▸ **Text provided**:
After the first Italian victories, German troops were sent to the Italian front in the Dolomites and introduced poison gas, air warfare and a new level of brutality to the war. Germany, once seen as an ambivalent nation by Trieste irredentists, now shared in Austria-Hungary’s infamy.
Too young to work or fight, Emilio spent many days entertaining himself. His lontananza, or natural aloofness, drew him away from the city to the solitude of the Carso. In the broken bone-white limestone wilderness split by gullies full of red sumac, he explored and daydreamed.
“My Carso is a landscape of limestone and junipers,” wrote Slataper. “A fierce cry, turned to stone. Grey boulders stained with rain and lichen, twisted, split, jagged. Dry junipers. Long hours of limestone and junipers. The grasses are all bristles. Bora. Sunshine. The earth is without peace, without continuity. It doesn’t even have any field to spread itself in. Every attempt it makes is all fissured and cloven. Cold caves, lying dark. The water-drop, carrying with it all the soil it has stolen, falls regularly, mysteriously, for a hundred years, and another hundred years.”2
One day in the hot, hungry first week of August 1917, Emilio walked along the dusty road between the Carso and the blue Adriatic, lost in his thoughts. At first, he thought that the figures to the west were a mirage, but then he heard distraught voices. Dozens trudged towards Trieste. Peasant women in kerchiefs cajoled goats or cows. Mothers carried small children. Some pulled donkeys laden with bundles or furniture. The only men were a few unarmed soldiers in dusty uniforms, with crutches or bandaged limbs.
He found a woman carrying two infants and followed by three children. Stress and exhaustion lined her face. The children’s tears made lines on their cheeks.
“What’s happened?” Emilio asked. “Who are all of these people?”

▸ **Requirement 1**: In the passage about Emilio and the Carso, translate this sentence into Spanish: "Too young to work or fight, Emilio spent many days entertaining himself."
▸ **Requirement 2**: Carry the passage about Emilio and the Carso forward from its final line.

▸ **Dataset excerpts**:
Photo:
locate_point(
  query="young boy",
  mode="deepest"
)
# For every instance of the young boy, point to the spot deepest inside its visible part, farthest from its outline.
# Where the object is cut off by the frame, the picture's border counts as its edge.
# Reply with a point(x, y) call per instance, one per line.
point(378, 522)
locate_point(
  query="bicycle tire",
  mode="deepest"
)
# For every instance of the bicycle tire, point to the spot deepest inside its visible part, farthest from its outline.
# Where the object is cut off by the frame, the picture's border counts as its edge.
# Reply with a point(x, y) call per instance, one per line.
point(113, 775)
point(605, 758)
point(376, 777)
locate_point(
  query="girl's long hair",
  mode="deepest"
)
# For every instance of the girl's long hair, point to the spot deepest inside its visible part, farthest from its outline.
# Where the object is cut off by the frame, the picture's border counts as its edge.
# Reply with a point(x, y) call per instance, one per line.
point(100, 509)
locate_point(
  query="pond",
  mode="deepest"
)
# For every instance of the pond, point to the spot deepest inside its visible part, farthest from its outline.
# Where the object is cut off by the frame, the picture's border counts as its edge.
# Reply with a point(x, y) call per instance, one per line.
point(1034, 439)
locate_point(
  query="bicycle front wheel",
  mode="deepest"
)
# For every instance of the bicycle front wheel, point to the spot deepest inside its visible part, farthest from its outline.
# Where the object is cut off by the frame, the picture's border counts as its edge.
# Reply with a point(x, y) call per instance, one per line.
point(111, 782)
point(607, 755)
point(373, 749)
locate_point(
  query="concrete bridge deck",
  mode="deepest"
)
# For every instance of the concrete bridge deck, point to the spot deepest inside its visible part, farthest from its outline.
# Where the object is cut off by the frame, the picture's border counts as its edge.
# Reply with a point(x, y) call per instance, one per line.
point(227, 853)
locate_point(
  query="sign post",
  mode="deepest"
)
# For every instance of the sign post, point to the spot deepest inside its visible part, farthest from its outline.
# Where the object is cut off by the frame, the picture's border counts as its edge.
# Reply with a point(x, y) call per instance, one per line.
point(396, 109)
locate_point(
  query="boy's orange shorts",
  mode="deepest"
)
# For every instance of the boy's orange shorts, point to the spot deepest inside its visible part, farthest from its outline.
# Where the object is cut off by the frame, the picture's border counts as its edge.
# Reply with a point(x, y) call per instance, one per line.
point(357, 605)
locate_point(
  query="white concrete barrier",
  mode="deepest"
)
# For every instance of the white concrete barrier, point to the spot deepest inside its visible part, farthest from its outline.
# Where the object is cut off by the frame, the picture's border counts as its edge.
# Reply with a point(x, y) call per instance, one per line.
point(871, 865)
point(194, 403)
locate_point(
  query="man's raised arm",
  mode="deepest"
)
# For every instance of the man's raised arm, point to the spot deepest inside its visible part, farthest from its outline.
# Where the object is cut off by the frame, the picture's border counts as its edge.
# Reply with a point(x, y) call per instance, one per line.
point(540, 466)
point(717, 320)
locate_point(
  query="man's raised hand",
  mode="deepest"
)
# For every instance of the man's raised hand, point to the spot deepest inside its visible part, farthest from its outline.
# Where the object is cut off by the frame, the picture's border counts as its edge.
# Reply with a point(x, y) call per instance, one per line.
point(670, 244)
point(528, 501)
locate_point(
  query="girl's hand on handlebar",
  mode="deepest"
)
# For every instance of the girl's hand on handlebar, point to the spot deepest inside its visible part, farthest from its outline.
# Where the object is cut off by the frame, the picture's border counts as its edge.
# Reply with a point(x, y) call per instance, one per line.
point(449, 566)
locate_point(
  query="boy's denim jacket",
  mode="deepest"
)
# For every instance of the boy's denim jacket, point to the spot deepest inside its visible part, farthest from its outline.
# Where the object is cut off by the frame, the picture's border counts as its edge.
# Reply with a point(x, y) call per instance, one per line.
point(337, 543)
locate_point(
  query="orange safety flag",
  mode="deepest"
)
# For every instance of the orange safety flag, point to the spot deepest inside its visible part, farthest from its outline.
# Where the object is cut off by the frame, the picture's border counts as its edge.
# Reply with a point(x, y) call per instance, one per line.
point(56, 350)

▸ **Expected answer 1**: Demasiado joven para trabajar o combatir, Emilio pasaba muchos días entreteniéndose.

▸ **Expected answer 2**:
“General Cadorna took Duino, but first he shelled it. We are lucky to be alive. There were many, many dead.”3
She told Emilio that she had no family in Trieste and intended to seek the charity of the church or the authorities.
Emilio concealed his joy at the thought of the Italian army closing in on Trieste, but he feared for the woman and her children. Trieste already sheltered 10,000 refugees from the northern Carso. Food and shelter were hard to come by. But what if his own mother had been in such a plight? He did the only thing he could, and brought them home.
“Mama,” Emilio said, “these are refugees, they have nowhere to go and they’re hungry, we must take them in.”
Antonio and Regina already had five mouths to feed. Food, fuel and medicine were strictly rationed. And yet, in the old Mediterranean way, the stranger was seen as a second self, never to be cursed or rejected. The woman and her children stayed with the Comicis until the end of the war, in the autumn of 1918. There was no time limit on the ancient pact of hospitality. Emilio was proud of himself. Life could be sad, but there was hope for Italy, and there were moments, even for a boy in the Carso, to be a hero.
***
Emilio left school at 15 and became a junior clerk at the Port Authority’s Magazzini Generali, the warehouses of the Punto Franco Vecchio.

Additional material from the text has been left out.